Provided passage:
# # # # # # #

Field of the Invention
The disclosed and claimed concept relates to fuse assemblies and, more specifically, to a fuse discharge filter including an expanded metal coil.
Background Information
A fuse assembly includes a fusible element disposed between, and in electrical communication with, two terminals. When an overcurrent condition occurs, the heat generated as the current passes through the fusible element causes the fusible element to melt thereby electrically separating the two terminals. The melting of the fusible element creates a “debris cloud.” A “debris cloud,” as used herein, means a quantity of heated gas and residual metal that expands rapidly and which is accompanied by a loud sound. Fuses and other electrical components utilize a discharge filter to ameliorate the effects of a debris cloud. In one embodiment, a fuse discharge filter includes a quantity of mesh material disposed in an enclosed passage. The mesh material may be disposed in layers or in the form of a coil. In this configuration, the mesh material defines a plurality of labyrinthine passages within the fuse discharge filter. As the debris cloud passes through the labyrinthine passages, the intensity of the debris cloud is reduced. That is, the speed of the gasses, the temperature of the gasses and the sonic volume of the debris cloud is reduced.
Fuse discharge filters, however, have several disadvantages generally related to the mesh material. That is, the mesh material is expensive and may be easily damaged.

# # # # # # #

Data excerpts:
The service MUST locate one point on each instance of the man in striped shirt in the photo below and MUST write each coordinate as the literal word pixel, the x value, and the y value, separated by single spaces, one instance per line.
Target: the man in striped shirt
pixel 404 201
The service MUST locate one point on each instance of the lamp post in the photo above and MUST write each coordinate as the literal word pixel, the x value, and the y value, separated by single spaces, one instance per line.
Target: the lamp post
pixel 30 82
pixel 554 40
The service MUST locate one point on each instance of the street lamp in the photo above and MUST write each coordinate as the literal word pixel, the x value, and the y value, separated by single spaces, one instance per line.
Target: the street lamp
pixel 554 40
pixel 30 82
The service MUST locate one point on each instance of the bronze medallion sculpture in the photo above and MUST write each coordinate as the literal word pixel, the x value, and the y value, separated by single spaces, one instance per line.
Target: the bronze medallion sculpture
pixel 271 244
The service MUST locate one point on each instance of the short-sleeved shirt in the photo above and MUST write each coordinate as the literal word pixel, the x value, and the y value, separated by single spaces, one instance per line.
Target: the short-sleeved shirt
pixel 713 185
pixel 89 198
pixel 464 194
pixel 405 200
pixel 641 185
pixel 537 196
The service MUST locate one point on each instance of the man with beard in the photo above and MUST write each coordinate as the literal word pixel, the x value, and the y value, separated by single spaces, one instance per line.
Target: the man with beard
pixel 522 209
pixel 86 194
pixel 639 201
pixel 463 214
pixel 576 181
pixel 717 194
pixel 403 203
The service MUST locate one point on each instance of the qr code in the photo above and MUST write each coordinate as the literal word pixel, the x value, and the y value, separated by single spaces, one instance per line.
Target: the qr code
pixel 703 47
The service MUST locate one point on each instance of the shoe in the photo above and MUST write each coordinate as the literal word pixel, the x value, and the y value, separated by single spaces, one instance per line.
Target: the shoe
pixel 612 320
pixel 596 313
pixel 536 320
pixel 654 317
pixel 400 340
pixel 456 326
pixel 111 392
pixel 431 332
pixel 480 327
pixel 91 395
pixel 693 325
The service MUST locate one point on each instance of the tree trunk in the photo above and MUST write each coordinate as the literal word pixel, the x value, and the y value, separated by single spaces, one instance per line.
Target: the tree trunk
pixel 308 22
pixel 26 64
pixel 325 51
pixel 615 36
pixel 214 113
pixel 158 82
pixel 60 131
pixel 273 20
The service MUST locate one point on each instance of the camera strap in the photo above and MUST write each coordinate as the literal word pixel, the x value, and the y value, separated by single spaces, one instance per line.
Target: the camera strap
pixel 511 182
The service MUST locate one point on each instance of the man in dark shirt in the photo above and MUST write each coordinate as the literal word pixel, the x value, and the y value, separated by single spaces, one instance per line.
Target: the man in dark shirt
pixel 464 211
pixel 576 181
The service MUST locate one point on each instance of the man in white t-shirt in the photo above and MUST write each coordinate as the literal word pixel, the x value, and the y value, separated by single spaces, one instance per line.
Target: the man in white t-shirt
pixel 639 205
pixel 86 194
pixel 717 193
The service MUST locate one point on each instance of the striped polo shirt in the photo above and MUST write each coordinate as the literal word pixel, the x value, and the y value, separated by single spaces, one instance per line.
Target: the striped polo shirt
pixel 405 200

# # # # # # #

Complete the following:
1. What two drawbacks of the mesh material does the fuse filter text name?
2. Transcribe the fuse filter text starting with "Field of the" and going on through "expanded metal coil.".
The material comes from a separate source.

Responses in order:
1. The mesh material is expensive and may be easily damaged.

2.
Field of the Invention
The disclosed and claimed concept relates to fuse assemblies and, more specifically, to a fuse discharge filter including an expanded metal coil.